-- Source records --
====
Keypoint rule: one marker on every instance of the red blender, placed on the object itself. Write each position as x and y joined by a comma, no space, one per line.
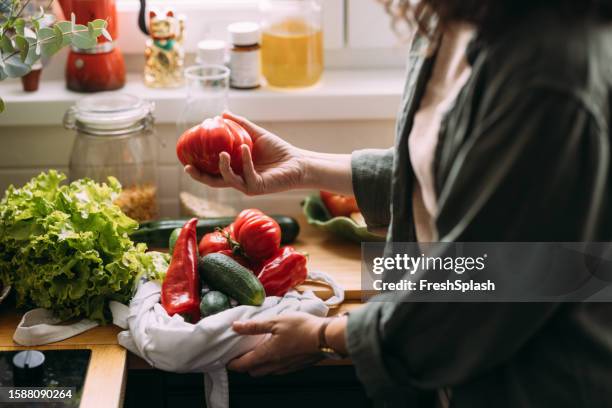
101,68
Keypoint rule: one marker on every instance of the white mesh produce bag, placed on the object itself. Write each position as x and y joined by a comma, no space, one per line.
171,344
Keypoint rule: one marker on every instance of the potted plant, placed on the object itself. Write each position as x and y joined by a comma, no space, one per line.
24,41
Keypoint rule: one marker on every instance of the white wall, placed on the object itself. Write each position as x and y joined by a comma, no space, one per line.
26,151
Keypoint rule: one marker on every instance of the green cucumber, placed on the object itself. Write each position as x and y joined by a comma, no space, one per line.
156,234
173,237
224,274
213,302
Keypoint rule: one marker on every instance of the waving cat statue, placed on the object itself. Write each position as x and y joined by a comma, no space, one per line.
164,54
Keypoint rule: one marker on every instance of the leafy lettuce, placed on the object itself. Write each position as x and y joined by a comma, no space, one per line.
66,247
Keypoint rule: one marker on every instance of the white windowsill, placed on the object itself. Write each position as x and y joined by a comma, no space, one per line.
341,95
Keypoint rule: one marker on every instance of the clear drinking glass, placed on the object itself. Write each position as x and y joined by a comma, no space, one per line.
206,96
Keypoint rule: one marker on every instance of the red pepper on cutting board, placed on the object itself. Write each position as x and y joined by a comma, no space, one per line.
181,287
283,271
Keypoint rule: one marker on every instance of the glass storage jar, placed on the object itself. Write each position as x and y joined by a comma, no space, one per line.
114,138
206,96
291,42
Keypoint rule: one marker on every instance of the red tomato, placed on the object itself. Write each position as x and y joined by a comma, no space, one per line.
339,205
241,136
216,241
258,235
243,217
201,145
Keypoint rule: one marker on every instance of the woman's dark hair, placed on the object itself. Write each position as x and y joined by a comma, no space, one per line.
488,16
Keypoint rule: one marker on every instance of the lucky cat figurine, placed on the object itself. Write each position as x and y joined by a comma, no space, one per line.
164,54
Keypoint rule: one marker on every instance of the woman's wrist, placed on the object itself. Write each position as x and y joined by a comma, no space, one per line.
324,171
335,335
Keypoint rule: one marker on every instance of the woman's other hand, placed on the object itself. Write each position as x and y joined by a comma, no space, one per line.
275,165
278,166
292,345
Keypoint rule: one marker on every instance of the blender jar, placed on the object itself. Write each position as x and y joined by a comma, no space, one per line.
114,138
292,42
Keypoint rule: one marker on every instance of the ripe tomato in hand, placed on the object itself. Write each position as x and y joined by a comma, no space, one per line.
339,205
216,241
258,234
201,145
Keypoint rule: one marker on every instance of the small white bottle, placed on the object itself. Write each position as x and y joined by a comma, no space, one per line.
245,55
211,52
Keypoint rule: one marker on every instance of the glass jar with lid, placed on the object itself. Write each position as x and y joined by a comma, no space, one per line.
114,137
291,42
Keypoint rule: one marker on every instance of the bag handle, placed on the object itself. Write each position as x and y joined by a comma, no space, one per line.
39,326
327,280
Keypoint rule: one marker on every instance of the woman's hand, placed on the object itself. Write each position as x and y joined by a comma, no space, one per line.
293,344
275,165
278,166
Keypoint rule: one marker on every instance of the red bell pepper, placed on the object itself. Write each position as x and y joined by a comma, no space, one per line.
283,271
181,287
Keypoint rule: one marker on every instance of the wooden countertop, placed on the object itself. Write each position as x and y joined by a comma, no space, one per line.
105,379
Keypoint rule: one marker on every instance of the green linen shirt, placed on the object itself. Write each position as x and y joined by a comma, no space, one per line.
524,155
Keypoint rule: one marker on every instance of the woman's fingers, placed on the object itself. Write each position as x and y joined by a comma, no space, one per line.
212,181
228,174
250,127
248,168
251,327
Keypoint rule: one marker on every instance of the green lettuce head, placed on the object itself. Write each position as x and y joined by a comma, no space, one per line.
66,247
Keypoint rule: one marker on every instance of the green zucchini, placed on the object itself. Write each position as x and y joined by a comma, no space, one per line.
224,274
213,302
156,234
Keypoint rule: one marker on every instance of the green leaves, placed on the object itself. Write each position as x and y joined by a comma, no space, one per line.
23,42
23,46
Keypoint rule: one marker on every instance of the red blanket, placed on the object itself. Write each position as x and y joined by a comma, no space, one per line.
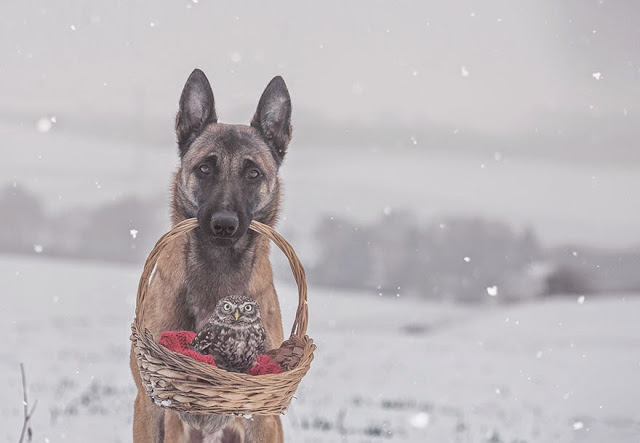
180,341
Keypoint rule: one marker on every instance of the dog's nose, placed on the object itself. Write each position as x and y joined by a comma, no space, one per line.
224,224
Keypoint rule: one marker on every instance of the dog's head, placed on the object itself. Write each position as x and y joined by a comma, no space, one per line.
229,173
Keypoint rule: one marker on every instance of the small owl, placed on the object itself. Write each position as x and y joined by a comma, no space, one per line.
234,334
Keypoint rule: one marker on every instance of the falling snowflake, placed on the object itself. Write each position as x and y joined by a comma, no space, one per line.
44,124
420,420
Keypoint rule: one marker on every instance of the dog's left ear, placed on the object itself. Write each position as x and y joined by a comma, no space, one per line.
197,109
273,117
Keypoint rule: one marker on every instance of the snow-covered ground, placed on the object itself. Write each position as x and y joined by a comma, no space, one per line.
386,369
565,202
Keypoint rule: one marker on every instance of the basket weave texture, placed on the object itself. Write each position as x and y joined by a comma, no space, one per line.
180,383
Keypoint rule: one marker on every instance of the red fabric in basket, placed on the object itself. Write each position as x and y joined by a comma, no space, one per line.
180,341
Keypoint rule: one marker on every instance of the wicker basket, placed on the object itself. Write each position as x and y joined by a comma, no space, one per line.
178,382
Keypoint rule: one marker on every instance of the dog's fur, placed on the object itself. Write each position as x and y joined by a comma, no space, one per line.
203,267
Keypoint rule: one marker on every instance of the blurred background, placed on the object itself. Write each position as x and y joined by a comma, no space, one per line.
460,186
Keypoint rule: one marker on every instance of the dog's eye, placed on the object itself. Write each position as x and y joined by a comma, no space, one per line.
254,173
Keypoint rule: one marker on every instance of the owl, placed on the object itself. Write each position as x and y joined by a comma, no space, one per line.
234,334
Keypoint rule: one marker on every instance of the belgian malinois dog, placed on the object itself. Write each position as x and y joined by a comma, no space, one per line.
228,176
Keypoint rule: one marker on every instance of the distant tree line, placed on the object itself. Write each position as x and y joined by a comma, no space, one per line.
121,231
454,258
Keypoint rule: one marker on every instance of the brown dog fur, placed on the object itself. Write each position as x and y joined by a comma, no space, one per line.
195,272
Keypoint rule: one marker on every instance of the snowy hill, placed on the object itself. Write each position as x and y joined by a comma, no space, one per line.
386,369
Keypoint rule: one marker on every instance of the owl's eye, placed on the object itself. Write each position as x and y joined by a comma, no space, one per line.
254,173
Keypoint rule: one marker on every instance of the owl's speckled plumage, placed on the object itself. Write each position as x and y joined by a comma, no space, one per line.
234,334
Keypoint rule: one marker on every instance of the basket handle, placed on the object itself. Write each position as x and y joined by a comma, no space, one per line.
299,327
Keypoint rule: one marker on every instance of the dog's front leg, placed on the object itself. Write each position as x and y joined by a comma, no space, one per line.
148,421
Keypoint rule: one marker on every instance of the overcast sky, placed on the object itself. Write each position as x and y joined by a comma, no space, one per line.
494,65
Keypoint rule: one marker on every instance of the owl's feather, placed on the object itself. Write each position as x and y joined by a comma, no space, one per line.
235,342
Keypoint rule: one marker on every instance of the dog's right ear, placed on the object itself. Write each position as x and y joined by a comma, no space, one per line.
197,109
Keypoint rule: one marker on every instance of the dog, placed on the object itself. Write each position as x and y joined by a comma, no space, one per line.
228,176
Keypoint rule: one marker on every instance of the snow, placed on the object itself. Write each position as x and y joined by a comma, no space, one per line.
386,369
79,171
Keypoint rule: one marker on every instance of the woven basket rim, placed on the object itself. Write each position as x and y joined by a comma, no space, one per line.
299,328
175,381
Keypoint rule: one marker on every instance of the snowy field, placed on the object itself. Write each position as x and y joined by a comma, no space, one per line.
68,170
386,369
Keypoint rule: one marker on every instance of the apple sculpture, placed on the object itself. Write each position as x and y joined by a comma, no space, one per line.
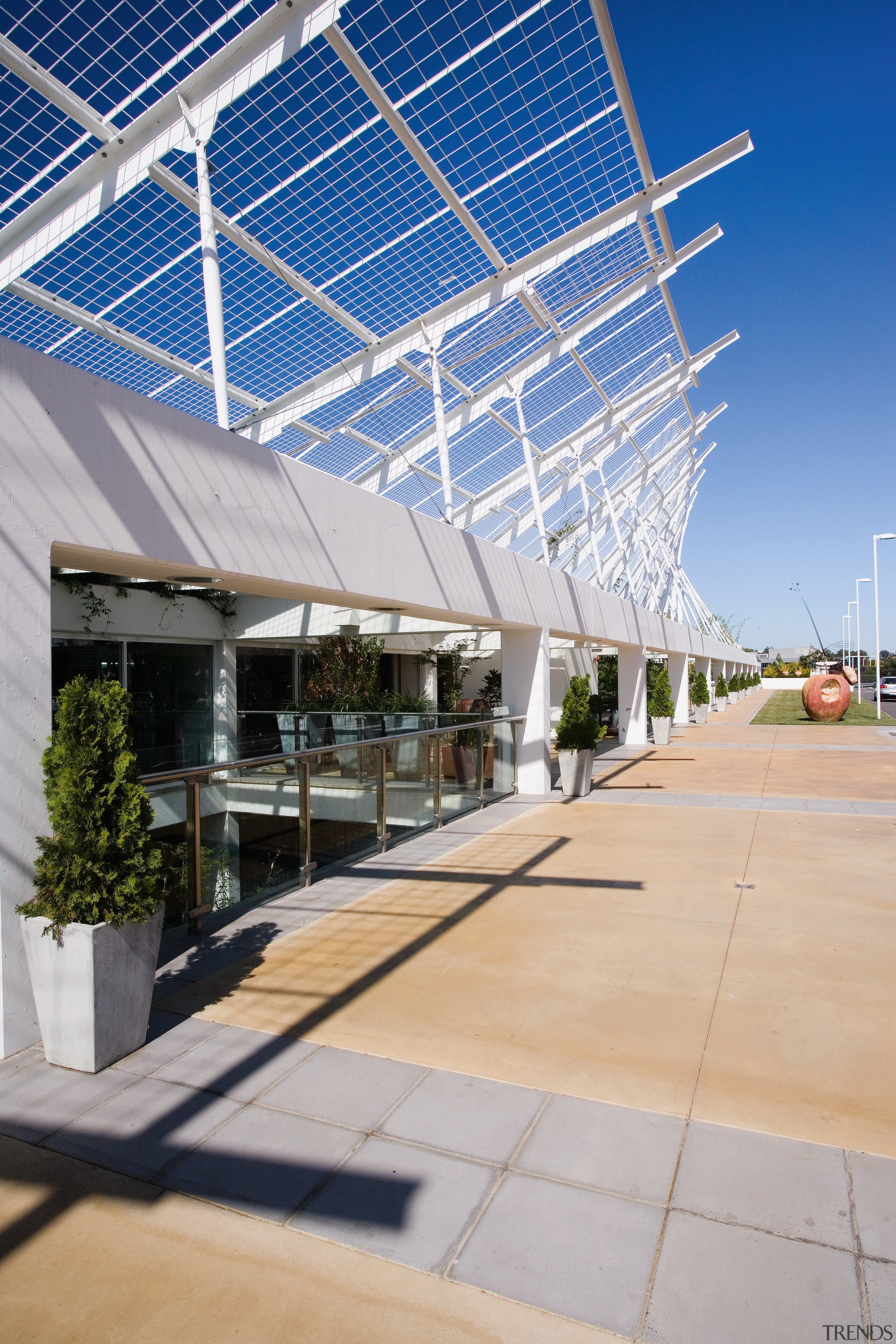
827,698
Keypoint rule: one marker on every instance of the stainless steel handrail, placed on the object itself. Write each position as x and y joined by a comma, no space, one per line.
195,776
309,753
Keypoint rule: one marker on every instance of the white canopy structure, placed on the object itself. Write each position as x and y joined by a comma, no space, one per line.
417,246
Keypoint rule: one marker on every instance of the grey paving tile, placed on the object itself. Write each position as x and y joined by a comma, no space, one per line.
476,1117
762,1181
616,1148
405,1203
344,1086
237,1062
35,1101
567,1251
167,1038
734,1284
875,1197
262,1162
140,1131
23,1059
880,1281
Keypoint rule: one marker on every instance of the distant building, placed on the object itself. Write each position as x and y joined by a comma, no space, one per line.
790,655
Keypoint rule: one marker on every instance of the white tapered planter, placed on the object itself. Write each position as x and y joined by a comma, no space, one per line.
93,988
662,730
575,772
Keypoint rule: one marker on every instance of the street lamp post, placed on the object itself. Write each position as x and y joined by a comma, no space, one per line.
859,642
879,537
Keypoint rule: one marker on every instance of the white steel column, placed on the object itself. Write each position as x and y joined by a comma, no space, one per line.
633,695
679,683
225,701
441,436
589,518
211,280
534,480
526,687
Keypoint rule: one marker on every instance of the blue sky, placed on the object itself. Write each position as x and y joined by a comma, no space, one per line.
805,471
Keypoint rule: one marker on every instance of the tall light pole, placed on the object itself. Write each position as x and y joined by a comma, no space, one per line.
859,640
879,537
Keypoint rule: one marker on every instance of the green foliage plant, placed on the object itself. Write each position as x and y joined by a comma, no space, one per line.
344,674
660,705
578,729
491,689
100,866
453,664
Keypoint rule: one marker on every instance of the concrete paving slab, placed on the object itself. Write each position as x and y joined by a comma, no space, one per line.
762,1181
343,1086
141,1131
880,1284
409,1205
875,1198
574,1252
613,1148
168,1037
37,1101
121,1260
715,1281
25,1059
476,1117
237,1062
262,1162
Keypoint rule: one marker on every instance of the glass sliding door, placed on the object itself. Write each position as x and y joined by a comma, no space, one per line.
264,686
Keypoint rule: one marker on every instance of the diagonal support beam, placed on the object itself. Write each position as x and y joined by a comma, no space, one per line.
394,119
241,238
119,336
112,173
488,295
27,69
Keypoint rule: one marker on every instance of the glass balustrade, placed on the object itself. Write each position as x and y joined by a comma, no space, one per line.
250,828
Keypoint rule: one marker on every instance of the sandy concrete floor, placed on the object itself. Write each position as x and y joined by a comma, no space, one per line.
89,1257
608,953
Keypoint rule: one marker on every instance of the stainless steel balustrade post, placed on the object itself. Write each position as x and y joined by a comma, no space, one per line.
195,908
480,768
306,812
437,784
383,836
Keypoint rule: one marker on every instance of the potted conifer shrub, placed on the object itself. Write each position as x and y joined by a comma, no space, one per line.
700,697
662,709
578,732
93,928
722,694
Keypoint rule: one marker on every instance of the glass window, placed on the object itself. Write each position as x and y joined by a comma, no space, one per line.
84,658
264,686
173,690
264,678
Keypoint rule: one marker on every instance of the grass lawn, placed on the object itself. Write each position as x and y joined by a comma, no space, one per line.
788,707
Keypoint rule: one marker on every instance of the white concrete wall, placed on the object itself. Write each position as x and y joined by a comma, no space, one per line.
100,478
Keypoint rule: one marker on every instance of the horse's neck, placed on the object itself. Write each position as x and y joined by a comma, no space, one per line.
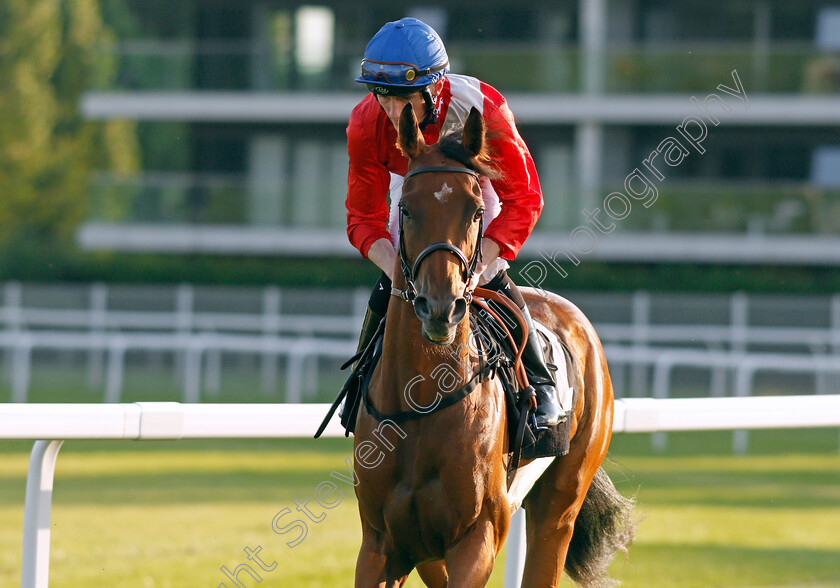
====
Convert the lines from the one containing "the white concrete" through the end of the items into a JSON list of strings, one string per line, with blank lines skipped. Leave the pictures out of the list.

-- Task output --
[
  "Keypoint rule: one marker on every instance of the white concrete wall, placed on the object itself. Write each position as x and y joined by a comma, no space, one per line.",
  "100,478",
  "Keypoint rule: one marker on every instance of the horse's neck, placed on the object itself. Write each position as x and y joined by a comma, no space, one per line."
]